- The problem -
Copy the lines from the line with "Category: gray wall" to the line with "pixel 380 368", switching "dark hardwood floor" to "dark wood floor" and leaving all else unchanged.

>> BEGIN Recorded information

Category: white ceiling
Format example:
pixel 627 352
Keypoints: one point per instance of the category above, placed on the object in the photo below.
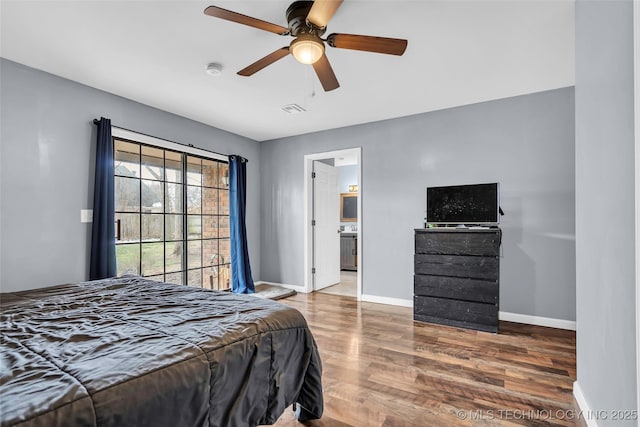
pixel 155 52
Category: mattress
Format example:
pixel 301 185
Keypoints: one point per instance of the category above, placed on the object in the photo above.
pixel 134 352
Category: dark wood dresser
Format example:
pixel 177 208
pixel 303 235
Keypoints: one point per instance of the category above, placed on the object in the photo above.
pixel 457 277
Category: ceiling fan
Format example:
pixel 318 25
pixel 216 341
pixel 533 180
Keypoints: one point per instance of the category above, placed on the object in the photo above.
pixel 307 22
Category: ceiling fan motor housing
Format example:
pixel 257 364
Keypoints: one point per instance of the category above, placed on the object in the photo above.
pixel 297 18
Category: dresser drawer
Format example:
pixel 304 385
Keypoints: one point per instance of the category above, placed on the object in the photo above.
pixel 473 315
pixel 473 267
pixel 481 243
pixel 465 289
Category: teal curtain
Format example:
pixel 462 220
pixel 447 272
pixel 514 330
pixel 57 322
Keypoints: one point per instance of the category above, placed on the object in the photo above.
pixel 103 242
pixel 240 267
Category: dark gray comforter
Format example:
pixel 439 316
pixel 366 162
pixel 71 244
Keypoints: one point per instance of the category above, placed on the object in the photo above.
pixel 132 352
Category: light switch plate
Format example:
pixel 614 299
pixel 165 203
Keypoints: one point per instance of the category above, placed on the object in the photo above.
pixel 86 215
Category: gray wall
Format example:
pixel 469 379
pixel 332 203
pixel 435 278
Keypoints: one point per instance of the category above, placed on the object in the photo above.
pixel 526 143
pixel 605 258
pixel 47 165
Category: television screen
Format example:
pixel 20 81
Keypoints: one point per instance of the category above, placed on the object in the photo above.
pixel 476 204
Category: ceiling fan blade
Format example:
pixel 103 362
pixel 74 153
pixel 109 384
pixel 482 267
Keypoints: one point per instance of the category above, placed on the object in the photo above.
pixel 322 11
pixel 218 12
pixel 267 60
pixel 368 43
pixel 325 74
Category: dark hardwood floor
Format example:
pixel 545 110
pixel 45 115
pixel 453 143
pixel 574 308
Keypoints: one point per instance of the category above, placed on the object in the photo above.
pixel 380 368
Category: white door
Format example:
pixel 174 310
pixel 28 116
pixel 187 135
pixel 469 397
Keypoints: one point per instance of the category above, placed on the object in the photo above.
pixel 326 232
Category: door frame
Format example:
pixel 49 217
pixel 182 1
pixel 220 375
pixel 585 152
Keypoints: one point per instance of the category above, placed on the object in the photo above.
pixel 636 101
pixel 308 212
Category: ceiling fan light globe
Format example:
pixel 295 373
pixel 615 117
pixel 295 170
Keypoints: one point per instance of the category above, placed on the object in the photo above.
pixel 307 50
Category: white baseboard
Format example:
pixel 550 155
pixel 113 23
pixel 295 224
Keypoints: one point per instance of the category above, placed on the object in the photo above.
pixel 387 300
pixel 583 406
pixel 296 288
pixel 502 315
pixel 537 320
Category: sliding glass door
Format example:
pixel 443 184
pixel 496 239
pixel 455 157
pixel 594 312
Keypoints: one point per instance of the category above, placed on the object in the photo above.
pixel 172 215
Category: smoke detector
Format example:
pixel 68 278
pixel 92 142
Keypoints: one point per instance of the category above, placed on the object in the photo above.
pixel 214 69
pixel 293 109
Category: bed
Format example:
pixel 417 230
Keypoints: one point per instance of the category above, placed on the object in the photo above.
pixel 134 352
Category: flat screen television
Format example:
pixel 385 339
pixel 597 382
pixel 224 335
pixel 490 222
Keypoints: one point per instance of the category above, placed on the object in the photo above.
pixel 476 204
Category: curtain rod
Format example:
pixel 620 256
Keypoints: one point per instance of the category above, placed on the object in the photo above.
pixel 96 121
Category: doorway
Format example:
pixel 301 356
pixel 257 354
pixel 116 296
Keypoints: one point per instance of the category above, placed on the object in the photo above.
pixel 312 239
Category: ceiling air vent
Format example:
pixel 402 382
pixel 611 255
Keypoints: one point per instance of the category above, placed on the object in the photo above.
pixel 293 109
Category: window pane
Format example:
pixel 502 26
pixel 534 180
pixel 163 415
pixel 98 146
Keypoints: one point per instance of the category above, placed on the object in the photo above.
pixel 225 250
pixel 126 159
pixel 127 194
pixel 152 196
pixel 223 226
pixel 157 278
pixel 194 171
pixel 152 227
pixel 152 163
pixel 210 173
pixel 210 201
pixel 173 198
pixel 210 255
pixel 194 256
pixel 223 172
pixel 194 227
pixel 175 278
pixel 223 203
pixel 173 227
pixel 194 200
pixel 129 226
pixel 128 259
pixel 173 256
pixel 195 278
pixel 173 166
pixel 152 258
pixel 209 226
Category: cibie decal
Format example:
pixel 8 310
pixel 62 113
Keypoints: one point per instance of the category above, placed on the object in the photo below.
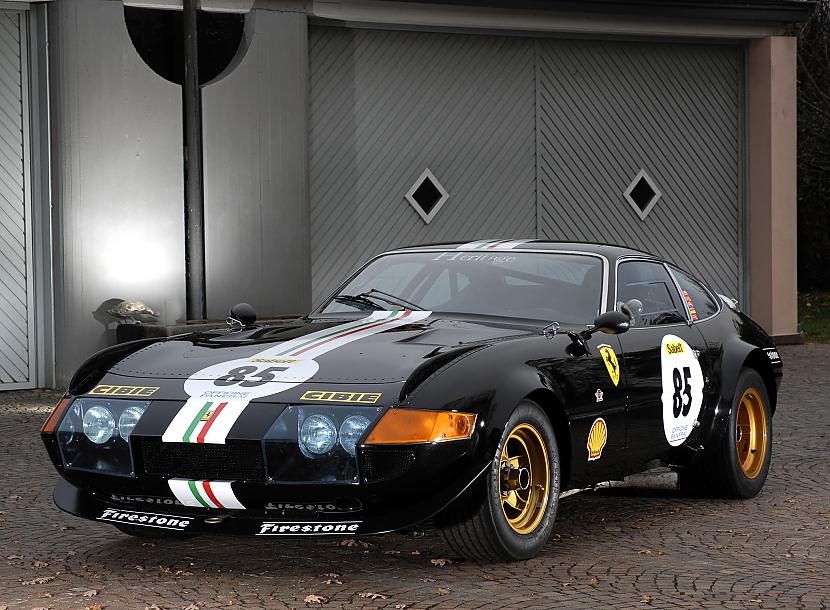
pixel 682 388
pixel 307 528
pixel 219 393
pixel 493 244
pixel 130 517
pixel 597 437
pixel 365 398
pixel 609 357
pixel 205 494
pixel 123 390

>> END Recorded information

- Output for this exercise -
Category: gray wall
Format example:
pixel 469 379
pixel 332 203
pixel 435 278
Keypoints: one point per instance of the category above, placed on the object in the photo above.
pixel 526 143
pixel 605 258
pixel 47 165
Category: television screen
Format example:
pixel 20 81
Keypoints: one point per instance of the category above, placed on the object in the photo above.
pixel 476 204
Category: ceiling fan blade
Format example:
pixel 103 362
pixel 74 153
pixel 109 384
pixel 482 267
Keypoints: one point per instance of the category above, placed on the object in the photo above.
pixel 322 11
pixel 218 12
pixel 267 60
pixel 368 43
pixel 325 74
Category: dark wood floor
Format example:
pixel 545 110
pixel 45 115
pixel 453 143
pixel 574 308
Keypoints: one point per instance of the category above, placed on the object in the photo above.
pixel 380 368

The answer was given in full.